[[ The records open ]]

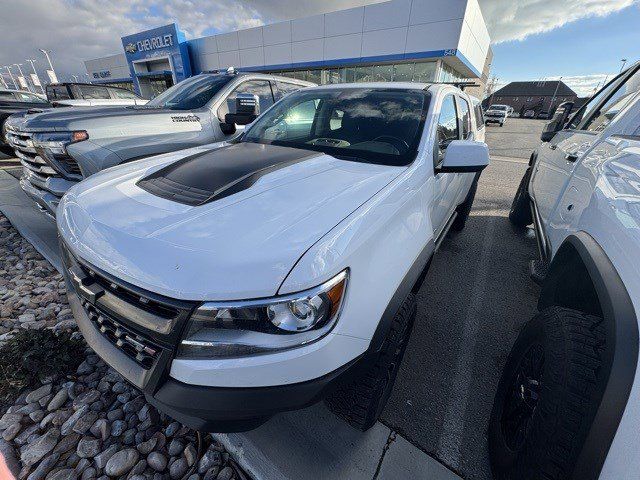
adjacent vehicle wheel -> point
(7, 150)
(361, 401)
(465, 208)
(520, 213)
(547, 397)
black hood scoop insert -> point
(208, 176)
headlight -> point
(231, 329)
(56, 142)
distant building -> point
(535, 99)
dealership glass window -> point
(124, 94)
(93, 92)
(261, 88)
(447, 130)
(403, 72)
(425, 72)
(29, 97)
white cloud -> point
(76, 30)
(518, 19)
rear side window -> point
(608, 111)
(92, 92)
(58, 92)
(255, 87)
(465, 117)
(285, 88)
(447, 130)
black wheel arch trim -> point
(411, 282)
(621, 352)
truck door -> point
(557, 159)
(443, 192)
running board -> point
(445, 230)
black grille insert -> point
(138, 348)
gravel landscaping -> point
(88, 423)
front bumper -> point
(204, 408)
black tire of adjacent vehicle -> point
(465, 208)
(573, 344)
(361, 401)
(520, 213)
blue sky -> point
(587, 48)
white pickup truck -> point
(234, 281)
(568, 403)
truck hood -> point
(108, 121)
(240, 244)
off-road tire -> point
(520, 213)
(570, 390)
(361, 401)
(464, 208)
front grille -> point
(145, 326)
(62, 165)
(136, 347)
(135, 299)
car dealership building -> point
(399, 40)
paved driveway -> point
(475, 299)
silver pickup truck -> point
(60, 147)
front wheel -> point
(520, 213)
(547, 396)
(361, 401)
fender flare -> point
(621, 351)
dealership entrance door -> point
(154, 76)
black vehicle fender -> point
(582, 276)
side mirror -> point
(247, 110)
(464, 156)
(558, 122)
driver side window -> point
(447, 130)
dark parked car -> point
(13, 101)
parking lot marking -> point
(450, 439)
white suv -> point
(235, 281)
(568, 403)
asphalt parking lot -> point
(476, 297)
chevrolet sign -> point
(150, 44)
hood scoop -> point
(204, 177)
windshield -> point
(380, 126)
(190, 94)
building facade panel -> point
(344, 22)
(419, 40)
(308, 28)
(387, 15)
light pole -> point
(46, 54)
(624, 62)
(13, 80)
(19, 65)
(32, 61)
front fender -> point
(581, 251)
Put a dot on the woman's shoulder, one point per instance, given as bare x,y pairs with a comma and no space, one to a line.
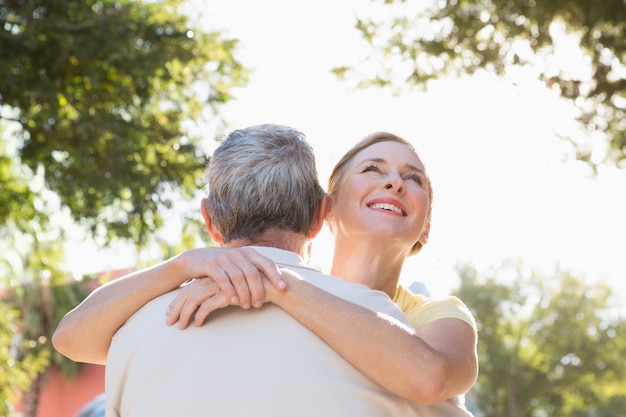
421,309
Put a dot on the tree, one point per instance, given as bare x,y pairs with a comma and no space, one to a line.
548,345
416,42
102,106
106,92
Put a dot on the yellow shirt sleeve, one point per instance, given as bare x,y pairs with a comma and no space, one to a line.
421,310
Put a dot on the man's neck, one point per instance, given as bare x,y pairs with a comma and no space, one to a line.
274,239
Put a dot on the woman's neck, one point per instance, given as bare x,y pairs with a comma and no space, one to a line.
373,265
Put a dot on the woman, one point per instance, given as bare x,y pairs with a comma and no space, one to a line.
380,214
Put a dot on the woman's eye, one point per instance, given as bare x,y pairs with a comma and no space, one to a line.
415,178
371,168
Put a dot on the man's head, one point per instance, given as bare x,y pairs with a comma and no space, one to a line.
262,178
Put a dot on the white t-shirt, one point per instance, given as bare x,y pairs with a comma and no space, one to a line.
257,362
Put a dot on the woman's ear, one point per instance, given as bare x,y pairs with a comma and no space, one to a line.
424,237
215,234
320,216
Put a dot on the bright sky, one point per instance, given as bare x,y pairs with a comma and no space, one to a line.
503,188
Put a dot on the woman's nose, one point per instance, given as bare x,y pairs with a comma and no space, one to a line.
395,182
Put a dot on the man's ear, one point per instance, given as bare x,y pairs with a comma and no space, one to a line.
320,215
215,234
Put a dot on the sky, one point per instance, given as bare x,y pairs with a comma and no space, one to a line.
506,187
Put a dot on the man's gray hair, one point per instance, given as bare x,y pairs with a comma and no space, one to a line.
260,178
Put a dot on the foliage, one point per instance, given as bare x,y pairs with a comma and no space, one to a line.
548,345
414,42
106,92
103,109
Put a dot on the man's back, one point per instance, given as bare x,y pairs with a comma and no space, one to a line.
242,362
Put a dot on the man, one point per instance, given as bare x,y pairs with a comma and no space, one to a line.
263,192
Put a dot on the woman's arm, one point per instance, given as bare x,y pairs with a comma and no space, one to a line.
429,365
85,333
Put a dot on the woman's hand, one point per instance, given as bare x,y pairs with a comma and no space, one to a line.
223,277
238,272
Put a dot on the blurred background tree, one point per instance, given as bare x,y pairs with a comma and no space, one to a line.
104,107
548,345
413,42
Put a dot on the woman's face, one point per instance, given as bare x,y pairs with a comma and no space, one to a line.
384,195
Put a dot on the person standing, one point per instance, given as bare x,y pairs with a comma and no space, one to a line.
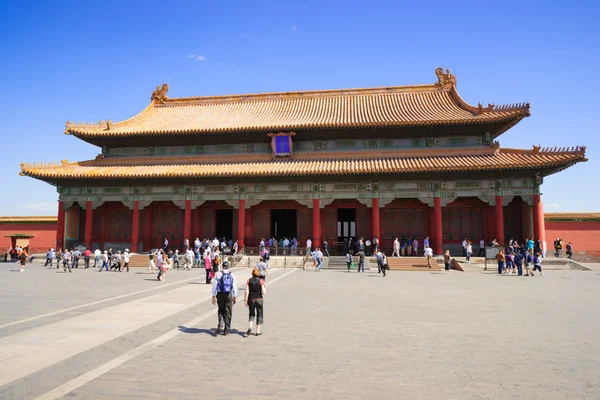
86,258
224,294
160,260
501,259
208,268
384,265
76,256
447,262
151,261
67,257
126,259
429,255
569,251
348,260
396,252
378,257
23,260
253,298
97,256
48,258
263,269
361,261
537,264
104,259
481,248
469,251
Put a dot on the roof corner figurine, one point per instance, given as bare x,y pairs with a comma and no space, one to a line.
281,144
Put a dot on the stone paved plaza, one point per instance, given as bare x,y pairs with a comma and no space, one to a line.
329,335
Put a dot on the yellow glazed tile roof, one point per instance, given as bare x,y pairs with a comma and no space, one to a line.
28,220
436,104
500,159
572,217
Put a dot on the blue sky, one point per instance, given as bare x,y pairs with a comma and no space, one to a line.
69,61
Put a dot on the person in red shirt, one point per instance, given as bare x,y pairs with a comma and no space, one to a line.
86,258
253,298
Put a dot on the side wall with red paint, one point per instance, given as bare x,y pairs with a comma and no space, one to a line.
44,236
584,235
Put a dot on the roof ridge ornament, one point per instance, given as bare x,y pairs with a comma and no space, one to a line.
445,79
160,94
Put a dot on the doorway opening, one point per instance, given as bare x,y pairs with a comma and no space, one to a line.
346,223
224,224
284,223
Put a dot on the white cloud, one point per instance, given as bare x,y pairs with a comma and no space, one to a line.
38,207
197,57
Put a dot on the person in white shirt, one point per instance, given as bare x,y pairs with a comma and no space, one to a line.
396,252
189,259
97,261
429,255
126,259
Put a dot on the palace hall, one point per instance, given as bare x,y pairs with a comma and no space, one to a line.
381,162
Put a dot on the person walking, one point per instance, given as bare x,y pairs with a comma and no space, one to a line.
76,256
384,266
361,261
348,260
429,255
104,259
151,261
208,268
48,258
396,246
537,264
86,258
501,259
97,256
253,298
23,260
224,294
469,251
263,269
67,257
126,259
447,262
319,259
569,251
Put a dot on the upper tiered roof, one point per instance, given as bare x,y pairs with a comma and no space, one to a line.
437,104
364,163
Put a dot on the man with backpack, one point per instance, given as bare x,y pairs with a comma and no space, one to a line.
224,294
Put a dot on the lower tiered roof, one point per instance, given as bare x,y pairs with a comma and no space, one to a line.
368,163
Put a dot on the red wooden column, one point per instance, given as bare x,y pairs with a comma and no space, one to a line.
187,222
60,228
135,228
376,220
241,223
499,217
316,239
437,221
89,215
539,225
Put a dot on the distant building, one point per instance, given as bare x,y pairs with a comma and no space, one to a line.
386,162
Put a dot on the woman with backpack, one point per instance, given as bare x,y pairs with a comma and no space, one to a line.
253,298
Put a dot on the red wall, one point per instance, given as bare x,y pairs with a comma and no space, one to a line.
44,236
583,235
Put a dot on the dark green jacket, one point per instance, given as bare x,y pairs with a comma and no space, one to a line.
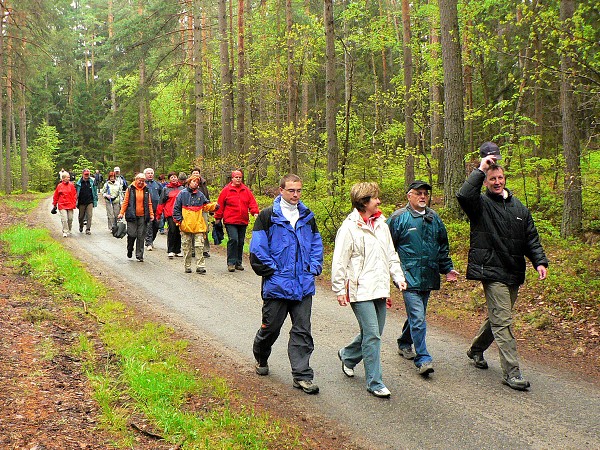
421,241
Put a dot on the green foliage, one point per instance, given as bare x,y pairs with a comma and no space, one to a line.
42,158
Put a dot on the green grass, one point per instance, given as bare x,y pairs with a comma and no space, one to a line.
145,372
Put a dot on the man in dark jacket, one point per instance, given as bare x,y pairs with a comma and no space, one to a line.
287,251
155,190
138,211
421,240
87,200
502,234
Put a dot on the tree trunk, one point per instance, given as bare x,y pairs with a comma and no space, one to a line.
410,140
142,103
226,90
436,103
23,131
454,172
241,82
330,90
199,150
9,120
113,95
292,114
573,205
2,156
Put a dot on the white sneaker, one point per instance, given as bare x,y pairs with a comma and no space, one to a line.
381,393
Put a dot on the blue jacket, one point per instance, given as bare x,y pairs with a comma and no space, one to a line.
155,189
94,190
287,258
421,241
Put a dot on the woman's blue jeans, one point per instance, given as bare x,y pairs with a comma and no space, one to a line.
415,327
366,346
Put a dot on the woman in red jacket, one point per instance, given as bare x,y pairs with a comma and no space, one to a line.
165,206
235,201
65,199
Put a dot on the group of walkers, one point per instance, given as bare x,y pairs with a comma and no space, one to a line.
181,202
410,249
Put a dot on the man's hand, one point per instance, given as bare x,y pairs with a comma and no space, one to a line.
543,271
486,162
342,300
452,276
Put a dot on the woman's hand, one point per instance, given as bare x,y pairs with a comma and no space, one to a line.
342,300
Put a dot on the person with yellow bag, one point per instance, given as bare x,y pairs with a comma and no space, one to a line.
187,214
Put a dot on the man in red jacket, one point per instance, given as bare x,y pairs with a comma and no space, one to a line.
65,199
235,200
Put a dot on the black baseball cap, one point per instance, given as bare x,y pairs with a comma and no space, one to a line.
489,149
418,184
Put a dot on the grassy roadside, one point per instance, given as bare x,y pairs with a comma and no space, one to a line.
138,369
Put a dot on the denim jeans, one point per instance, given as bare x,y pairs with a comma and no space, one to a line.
415,327
366,346
300,343
500,299
235,243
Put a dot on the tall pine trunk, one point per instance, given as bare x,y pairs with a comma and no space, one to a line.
199,150
573,205
410,138
330,90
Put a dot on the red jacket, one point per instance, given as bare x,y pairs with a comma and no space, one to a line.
65,196
234,204
167,199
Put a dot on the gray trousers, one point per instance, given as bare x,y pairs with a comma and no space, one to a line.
86,212
300,344
136,231
500,299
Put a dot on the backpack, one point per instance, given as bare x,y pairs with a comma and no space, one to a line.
119,229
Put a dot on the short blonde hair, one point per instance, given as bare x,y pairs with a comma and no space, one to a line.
362,193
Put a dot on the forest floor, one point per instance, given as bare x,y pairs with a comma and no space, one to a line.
47,402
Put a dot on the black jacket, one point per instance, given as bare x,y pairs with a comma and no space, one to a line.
502,234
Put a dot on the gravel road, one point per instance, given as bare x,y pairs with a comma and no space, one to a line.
459,406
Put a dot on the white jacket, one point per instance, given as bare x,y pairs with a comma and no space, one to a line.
364,259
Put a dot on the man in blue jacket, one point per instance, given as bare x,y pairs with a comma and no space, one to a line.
421,240
287,251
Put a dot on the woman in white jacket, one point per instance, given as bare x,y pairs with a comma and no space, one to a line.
363,260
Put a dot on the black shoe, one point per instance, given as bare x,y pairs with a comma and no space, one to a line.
425,369
478,360
517,383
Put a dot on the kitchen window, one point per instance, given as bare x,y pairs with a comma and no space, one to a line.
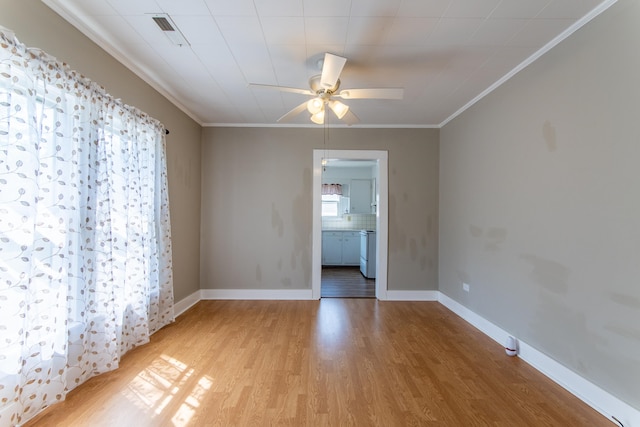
330,205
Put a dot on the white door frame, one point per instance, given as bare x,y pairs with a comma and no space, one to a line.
382,215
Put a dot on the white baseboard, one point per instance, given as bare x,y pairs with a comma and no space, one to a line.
186,303
412,295
600,400
256,294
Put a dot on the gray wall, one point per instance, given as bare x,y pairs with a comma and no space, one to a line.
540,204
38,26
256,205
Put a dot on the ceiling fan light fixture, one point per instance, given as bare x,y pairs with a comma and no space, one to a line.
315,105
318,118
338,108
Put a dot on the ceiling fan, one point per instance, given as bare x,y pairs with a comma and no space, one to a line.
325,87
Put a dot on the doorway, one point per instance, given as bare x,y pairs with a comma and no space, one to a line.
381,215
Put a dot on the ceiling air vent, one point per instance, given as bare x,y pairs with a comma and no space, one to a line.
163,23
169,28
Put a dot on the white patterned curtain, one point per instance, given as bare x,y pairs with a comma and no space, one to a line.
85,251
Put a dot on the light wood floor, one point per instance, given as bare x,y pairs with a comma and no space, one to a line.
346,282
338,362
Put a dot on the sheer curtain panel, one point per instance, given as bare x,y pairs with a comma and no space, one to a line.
85,248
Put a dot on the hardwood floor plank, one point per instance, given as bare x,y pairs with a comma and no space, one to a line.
320,363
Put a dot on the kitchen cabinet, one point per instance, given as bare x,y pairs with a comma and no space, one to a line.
331,248
350,248
360,196
340,247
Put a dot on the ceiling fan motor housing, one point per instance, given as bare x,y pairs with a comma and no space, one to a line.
322,92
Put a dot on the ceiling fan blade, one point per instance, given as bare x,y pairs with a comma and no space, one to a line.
282,88
350,118
291,114
331,69
374,93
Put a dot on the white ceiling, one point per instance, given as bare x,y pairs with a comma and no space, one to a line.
444,53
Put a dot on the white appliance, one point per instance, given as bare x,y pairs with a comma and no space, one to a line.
368,253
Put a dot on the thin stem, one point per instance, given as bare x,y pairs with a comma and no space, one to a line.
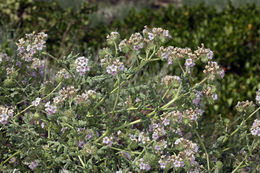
129,124
204,148
117,97
63,65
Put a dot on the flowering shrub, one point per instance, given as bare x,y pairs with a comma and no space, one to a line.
107,115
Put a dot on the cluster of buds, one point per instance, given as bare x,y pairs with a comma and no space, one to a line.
143,138
258,96
136,41
115,67
112,38
172,161
82,65
197,98
255,129
27,48
64,94
155,34
158,131
212,68
245,106
5,113
34,164
10,71
171,81
108,141
85,96
4,56
190,114
38,64
170,53
160,146
50,109
63,74
36,102
175,116
205,54
143,166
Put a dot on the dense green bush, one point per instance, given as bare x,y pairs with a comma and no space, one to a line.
106,114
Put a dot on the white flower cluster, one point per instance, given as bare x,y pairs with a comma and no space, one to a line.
63,74
85,96
36,102
115,67
4,56
50,109
82,65
5,113
171,80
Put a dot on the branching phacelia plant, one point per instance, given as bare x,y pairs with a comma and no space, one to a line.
108,115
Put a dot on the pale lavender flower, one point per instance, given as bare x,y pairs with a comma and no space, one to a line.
82,65
194,117
34,164
39,46
112,69
150,36
81,144
222,73
36,102
210,55
189,63
255,129
121,67
155,136
18,63
142,166
178,164
42,124
166,33
139,46
162,164
214,96
200,111
132,137
4,118
157,148
258,96
50,109
147,167
177,141
166,122
107,140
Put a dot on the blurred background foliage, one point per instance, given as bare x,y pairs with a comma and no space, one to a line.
230,28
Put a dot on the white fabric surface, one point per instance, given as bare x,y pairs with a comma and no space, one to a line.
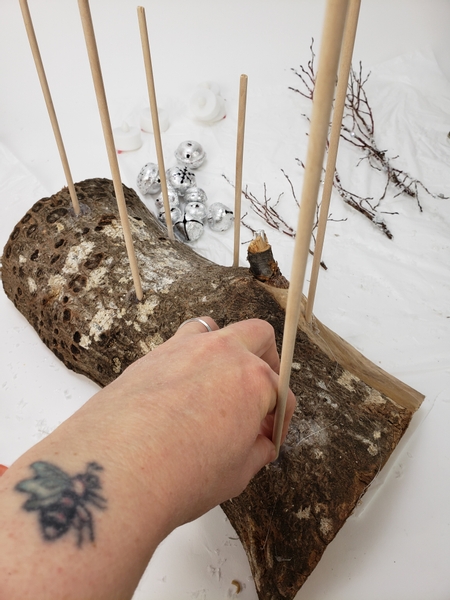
389,299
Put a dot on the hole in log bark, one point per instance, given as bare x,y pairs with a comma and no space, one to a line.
31,229
55,215
78,283
93,261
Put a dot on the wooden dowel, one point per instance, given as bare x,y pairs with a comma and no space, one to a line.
239,164
323,98
94,61
155,118
345,64
49,102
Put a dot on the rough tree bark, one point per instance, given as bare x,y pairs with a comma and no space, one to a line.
69,276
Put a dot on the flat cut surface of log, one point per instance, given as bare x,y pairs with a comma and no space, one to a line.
70,278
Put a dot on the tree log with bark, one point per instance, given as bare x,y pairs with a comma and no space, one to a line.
70,277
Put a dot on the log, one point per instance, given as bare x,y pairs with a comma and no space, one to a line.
70,277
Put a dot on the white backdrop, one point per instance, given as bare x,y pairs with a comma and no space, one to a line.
390,299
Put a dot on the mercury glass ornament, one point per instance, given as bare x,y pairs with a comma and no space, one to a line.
195,194
220,217
148,180
175,213
195,211
173,199
190,154
180,178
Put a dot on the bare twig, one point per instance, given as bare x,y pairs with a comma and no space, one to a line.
358,129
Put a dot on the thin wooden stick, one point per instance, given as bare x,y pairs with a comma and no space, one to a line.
94,61
323,98
49,102
155,118
345,64
239,163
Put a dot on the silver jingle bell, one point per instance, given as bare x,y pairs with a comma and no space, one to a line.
195,211
175,213
220,217
195,194
180,178
189,231
173,199
190,154
148,180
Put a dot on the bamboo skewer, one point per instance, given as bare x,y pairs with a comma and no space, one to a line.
239,164
49,102
345,64
94,61
323,98
155,118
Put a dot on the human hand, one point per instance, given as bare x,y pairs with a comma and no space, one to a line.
208,401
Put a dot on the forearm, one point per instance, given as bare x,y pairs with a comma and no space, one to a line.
101,548
82,512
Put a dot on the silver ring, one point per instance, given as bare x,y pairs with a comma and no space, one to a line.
196,319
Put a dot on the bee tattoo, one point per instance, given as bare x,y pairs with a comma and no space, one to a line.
61,500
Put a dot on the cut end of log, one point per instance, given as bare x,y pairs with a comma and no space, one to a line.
263,266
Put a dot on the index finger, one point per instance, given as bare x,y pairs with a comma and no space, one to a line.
259,338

[[ The records closed ]]

Begin with the line containing "Put a dot on the human" and retype it and each line after it through the end of the records, keeping them exact and including nothing more.

Put a dot on the human hand, one point per instance, given as bare x,y pairs with a comma and no space, one to a line.
208,401
Put a dot on the forearm, one point per instance, given as bare x,y pairs with a comma and no space, one to a line.
101,548
82,512
Put a dot on the silver ring, one point per instance, given as bare x,y pairs with a comma and no space, one to a line.
196,319
Put a dot on the bee tattoo, one point per instance, given as bare x,y pairs with a comma and no space, one to a line.
61,500
Put a dot on the cut end of log, one point per instance, given as bare x,y pairs with a comma and no space, one to a line.
263,266
Put a dot on the index finger, one point per instance, given as bare x,y pairs with a comma and no space, one to a line.
259,338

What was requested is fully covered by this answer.